## Short exercise
Copy every line of the records below verbatim, without changing anything.

>> START Given entries

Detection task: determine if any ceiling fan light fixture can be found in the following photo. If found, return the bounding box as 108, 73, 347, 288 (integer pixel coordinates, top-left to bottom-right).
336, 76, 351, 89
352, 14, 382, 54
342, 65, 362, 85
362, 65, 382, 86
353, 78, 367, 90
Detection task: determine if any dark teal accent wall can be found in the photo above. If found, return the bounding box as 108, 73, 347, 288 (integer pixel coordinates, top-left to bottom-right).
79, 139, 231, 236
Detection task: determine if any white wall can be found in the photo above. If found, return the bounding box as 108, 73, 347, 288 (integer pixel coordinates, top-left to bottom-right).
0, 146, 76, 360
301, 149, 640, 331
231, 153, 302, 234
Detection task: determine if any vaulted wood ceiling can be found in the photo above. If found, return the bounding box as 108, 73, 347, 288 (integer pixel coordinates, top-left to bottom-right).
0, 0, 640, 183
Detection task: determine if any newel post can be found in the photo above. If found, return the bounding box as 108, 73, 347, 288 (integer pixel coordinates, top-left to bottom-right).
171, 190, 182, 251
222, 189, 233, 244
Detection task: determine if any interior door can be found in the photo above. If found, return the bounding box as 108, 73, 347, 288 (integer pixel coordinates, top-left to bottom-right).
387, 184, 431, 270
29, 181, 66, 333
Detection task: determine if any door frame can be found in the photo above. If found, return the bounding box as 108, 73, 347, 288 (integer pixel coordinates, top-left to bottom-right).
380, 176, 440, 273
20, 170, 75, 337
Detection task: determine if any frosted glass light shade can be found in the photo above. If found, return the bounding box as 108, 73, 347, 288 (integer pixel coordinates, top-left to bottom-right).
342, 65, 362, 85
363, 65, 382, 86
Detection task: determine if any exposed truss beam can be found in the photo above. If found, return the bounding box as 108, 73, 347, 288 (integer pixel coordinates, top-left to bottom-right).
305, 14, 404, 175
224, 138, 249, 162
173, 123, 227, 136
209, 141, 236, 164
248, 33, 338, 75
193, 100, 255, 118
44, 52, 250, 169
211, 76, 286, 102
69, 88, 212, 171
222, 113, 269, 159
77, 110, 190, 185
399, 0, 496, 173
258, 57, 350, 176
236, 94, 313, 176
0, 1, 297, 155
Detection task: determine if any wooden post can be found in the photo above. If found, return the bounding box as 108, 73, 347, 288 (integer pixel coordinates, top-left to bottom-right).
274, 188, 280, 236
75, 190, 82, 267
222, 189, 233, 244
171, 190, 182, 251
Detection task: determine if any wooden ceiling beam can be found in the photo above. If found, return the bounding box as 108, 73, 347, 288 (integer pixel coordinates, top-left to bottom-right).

>> END Given entries

## Complete response
Detection task: determine if any ceiling fan light fixture can be found in the following photo. If found, return the bounding box as 108, 73, 347, 288 (integer pixel coordinates, top-left to bottom-right).
336, 76, 351, 89
352, 14, 382, 54
342, 65, 362, 85
362, 65, 382, 86
353, 78, 367, 90
Detection task: determine if any dark teal accent wall can be found in the photo above. If found, return the bounding box as 108, 73, 347, 288 (integer pixel coordinates, top-left to bottom-right).
79, 139, 231, 236
Detection task: determine if any white wall can be found in the photo above. If found, return the bounding box as 108, 73, 347, 288 (integer pixel coordinates, top-left to bottom-right).
0, 146, 76, 360
301, 149, 640, 331
231, 153, 302, 234
Detection task: determine if any vaulted wood ceiling can be found in the photo above. If found, return the bounding box as 108, 73, 347, 288 (integer pixel coordinates, top-left to bottom-right).
0, 0, 640, 183
Detection task: determine if any newel post can be found in the photo above. If found, return the bounding box as 108, 73, 347, 288 (integer pixel coordinates, top-left to bottom-right).
171, 190, 182, 251
222, 189, 233, 244
Detection task: determine if any interior door can be found in the photo above. If found, return the bounding box as 108, 73, 347, 288 (integer pixel coordinates, top-left to bottom-right).
387, 184, 431, 270
29, 181, 66, 333
Detection task: determine if any door frame can be found in the photo above. If found, return the bounding box as 108, 73, 347, 288 (integer pixel coordinates, top-left to bottom-right).
380, 176, 440, 273
20, 170, 75, 337
Detection task: determine if any frosted glass light shade can be found in the photo above. If found, return the bounding box as 108, 73, 347, 288 (integer pixel coordinates, top-left to bottom-right).
342, 65, 362, 85
363, 65, 382, 86
Detection task: determine if any exposed truss beam can be found in the photo above. If found, return the bounding box as 108, 73, 347, 288 (integer pixel coordinates, top-left to bottom-right).
305, 14, 404, 175
224, 138, 249, 162
173, 123, 227, 136
209, 141, 236, 164
248, 33, 338, 75
193, 100, 255, 118
44, 52, 250, 169
211, 76, 286, 102
69, 88, 212, 171
222, 113, 269, 159
77, 110, 190, 185
399, 0, 496, 173
258, 57, 350, 176
236, 94, 313, 176
0, 1, 297, 155
Detection task: determine if any wooden post can be found in the photo above. If found, return the bounding box as 108, 73, 347, 288 (integer pixel coordinates, top-left to bottom-right).
274, 188, 280, 236
75, 190, 82, 267
222, 189, 233, 244
171, 190, 182, 251
Detection task: determine if any wooden ceiling beam can be found in the photo above. If found, return the bounding box as 108, 73, 347, 288 (integer pixel coordinates, top-left to bottom-right).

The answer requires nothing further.